SUPPLIED PASSAGE:
__________



  1. Pagent is such a sweetie. Our Barney was horrible at taking meds too. He used to chew everything too and spit the pill out. I found cheese whiz or peanut butter worked best. Yes, our dogs do teach us patience. :)

  2. Mr. Picky won't take pills, they have to go in peanut butter or cream cheese. Of course if I stuck them in butter he would eat it. He loves butter.

    It sounds like you've figured it out perfectly. Of course in my house if she didn't eat it right away Delilah would. :-)

  3. Hi Kirsten, my dad "hides" my pills inside Greenie's "pill pockets". They come in different flavors like Beef, Chicken and an allergy duck & pea formula. I like the taste and yes, I know there's a pill in there but that's okay. Check it out here http://www.greenies.com/dogs.aspx#/products/dog-pill-pockets

  4. liverwurst! even the most fearful dogs can't resist!
    and it forms around pills beautifully.

  5. Both of my dogs I have to pill every day. I tried everything and they were a master at avoiding the meds. You also need to be careful with all the tempting tasty treats as they in themself can cause a problem long term. My SOLUTION, was so simple and I encourage you to actually try it. Now I just quicky open their mouth and push the pill to the very back of their throat and hold their head up stroking under the chin until they swallow. They are so used to this now that the pill usually goes down right away no problem. Too easy, especially , when I think of what I used to go through.

  6. They do seem to sense our stress even though they don't understand why we are stressed. Backing away works wonders.

    I encase pills in melting stinky cheese and never have a problem.

  7. If my Lily refuses her pill hidden in raw meat, it's shoved down her throat
    Benny & Lily

  8. I love her little white feet!

    Most often, I just pop the pill down Elka's throat, and then have a party when it's gone, like we were just playing the whole time. Sometimes, I can just hand it to her and it's fine (though I know not all pills are to be chewed), and others I use some peanut butter.

  9. Here is a comment from Liz Slane of the former (wonderful) Inu Baka Blog:
    I'm Liz, used to write on inu-baka and be a more prolific blogger. My mac is now ancient and it seems I'm unable to comment on your blog after a few attempts.

    (One was when you wrote about the potential daycare being built on the lot next door... very funny post)

    I love your attitude, blog, and your comments I read here and there.

__________

ACTIVITY:
Extend the reader comments on getting dogs to take their pills, beginning right after the final sentence shown.

__________

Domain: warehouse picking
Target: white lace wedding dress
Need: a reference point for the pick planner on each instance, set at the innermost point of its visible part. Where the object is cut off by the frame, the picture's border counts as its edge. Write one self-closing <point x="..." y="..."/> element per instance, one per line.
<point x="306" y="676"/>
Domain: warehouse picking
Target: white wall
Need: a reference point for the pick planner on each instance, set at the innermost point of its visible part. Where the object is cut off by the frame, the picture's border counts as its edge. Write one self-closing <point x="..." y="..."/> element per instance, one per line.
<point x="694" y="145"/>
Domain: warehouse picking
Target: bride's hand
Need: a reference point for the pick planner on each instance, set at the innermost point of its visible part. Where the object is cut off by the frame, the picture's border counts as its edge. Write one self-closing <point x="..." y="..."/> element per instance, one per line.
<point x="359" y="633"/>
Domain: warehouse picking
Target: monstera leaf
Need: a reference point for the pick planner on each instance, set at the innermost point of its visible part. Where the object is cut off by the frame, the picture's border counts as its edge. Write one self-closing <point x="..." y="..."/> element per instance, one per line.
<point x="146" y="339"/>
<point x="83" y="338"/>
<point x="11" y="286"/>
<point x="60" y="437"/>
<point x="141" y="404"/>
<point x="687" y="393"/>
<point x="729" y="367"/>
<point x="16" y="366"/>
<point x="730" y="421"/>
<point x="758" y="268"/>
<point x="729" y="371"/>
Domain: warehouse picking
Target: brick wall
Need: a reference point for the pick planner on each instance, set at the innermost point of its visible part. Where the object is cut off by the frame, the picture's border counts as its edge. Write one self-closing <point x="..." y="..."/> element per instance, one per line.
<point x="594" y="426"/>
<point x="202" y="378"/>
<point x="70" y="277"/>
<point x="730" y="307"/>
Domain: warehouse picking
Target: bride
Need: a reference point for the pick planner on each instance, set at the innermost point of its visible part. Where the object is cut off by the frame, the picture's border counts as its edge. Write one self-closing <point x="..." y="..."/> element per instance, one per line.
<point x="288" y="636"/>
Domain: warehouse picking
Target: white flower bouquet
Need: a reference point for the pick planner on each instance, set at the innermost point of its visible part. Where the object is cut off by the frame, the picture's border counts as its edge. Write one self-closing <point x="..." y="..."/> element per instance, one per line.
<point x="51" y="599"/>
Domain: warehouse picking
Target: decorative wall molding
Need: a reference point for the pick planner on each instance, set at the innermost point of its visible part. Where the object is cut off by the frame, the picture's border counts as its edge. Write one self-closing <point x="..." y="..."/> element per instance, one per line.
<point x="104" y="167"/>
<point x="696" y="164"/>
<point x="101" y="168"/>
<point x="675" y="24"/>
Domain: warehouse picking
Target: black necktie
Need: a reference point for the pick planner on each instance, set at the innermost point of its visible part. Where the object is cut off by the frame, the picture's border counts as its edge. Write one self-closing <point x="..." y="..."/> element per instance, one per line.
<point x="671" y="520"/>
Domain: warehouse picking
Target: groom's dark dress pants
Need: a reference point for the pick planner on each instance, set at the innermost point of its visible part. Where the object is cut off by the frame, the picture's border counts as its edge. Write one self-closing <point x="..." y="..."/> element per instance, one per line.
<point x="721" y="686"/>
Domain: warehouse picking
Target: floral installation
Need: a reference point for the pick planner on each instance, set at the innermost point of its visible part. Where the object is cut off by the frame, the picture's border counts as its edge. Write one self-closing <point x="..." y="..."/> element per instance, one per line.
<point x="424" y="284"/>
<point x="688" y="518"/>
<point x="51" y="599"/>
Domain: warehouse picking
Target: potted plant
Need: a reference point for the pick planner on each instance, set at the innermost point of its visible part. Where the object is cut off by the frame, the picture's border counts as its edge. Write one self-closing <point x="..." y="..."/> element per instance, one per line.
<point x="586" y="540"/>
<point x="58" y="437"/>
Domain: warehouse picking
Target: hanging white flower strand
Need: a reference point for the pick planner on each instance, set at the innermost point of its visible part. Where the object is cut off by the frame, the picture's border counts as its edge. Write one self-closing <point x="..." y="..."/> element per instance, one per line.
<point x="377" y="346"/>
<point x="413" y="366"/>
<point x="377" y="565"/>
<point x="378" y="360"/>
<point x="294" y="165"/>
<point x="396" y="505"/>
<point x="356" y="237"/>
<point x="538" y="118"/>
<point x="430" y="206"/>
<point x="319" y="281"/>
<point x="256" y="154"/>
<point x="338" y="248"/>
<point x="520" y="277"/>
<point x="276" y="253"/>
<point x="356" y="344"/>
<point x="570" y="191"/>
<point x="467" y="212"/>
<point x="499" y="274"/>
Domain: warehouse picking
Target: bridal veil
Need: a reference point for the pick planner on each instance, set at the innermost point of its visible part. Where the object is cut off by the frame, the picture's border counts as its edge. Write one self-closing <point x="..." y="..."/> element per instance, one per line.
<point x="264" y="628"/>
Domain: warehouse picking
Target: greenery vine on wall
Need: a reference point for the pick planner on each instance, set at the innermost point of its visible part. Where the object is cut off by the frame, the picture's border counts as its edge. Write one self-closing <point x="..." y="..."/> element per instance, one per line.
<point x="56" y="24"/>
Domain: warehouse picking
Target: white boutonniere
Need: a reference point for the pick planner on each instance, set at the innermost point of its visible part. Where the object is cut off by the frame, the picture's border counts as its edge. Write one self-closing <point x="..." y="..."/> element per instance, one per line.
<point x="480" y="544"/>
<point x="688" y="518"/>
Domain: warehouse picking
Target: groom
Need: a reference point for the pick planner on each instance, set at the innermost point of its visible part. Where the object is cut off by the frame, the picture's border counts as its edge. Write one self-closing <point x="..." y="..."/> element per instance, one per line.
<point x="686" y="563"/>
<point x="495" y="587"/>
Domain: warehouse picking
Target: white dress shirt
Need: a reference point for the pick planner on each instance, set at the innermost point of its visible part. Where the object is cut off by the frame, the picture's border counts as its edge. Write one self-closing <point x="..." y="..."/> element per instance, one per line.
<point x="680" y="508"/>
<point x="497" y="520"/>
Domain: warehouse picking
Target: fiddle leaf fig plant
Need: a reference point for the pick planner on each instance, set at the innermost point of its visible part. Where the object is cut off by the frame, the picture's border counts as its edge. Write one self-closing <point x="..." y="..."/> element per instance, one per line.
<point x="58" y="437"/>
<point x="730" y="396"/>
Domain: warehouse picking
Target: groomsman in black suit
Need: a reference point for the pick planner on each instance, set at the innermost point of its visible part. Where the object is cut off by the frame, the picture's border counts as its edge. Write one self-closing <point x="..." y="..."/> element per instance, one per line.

__________

EXPECTED OUTPUT:
    As far as giving pills to your foster cutie, have you tried the 'jackpot method?'

    If you stick a pill in a treat and give a rapid succession of treats with the 'pill treat' in the middle somewhere, dogs usually are too busy swallowing to pay any attention to the hidden pill.
    Any time my girl is on meds I arm myself with a fistful of treats, ask her for a sit, then jackpot away like we were training.

    Sneaky good clean fun!

    Best of luck to you, and thanks for all of your work and writing,

  10. Ah, bless, such a beautiful pup... who, I can read is in such loving hands. Lucky girl.

    Cheese used to work every time here, Mew would sit by the fridge door every morning even when her meds weren't needed. Good stuff, English Cheddar, no rubbish.. good luck with such a lovely pup...
    :-) X X X

  11. I'm able to just use dry kibble; the dogs who need it know they are getting something others are not - I put a small amt of kibble in my hand, the pill on top and they snarf it up w/o knowing there's a pill in that there kibble! 'Course, most are hounds so they snarf almost anything....

  12. Awwww, poor baby! Lady tried all that with my meds, too, but no tuna, as she is vegetarian (can you believe it?). I like milk on my kibble, so sometimes that works well. I take it best when she wraps it in a slice of American cheese. You'll discover her comfort food, and you can use that. Try cheese, though -it works for me.

    1. This crazy human lady is vegetarian too...though I do allow my pups to have meaty products, much as it pains me to think of the industries I'm supporting:( Fortunately, my other dogs loooove peanut butter...and cheese works great too--I have to try that with Pager.

  13. Great post. both dogs and humans do better when we're not under pressure.

    But Pagent is certainly testing your creativity, isn't she?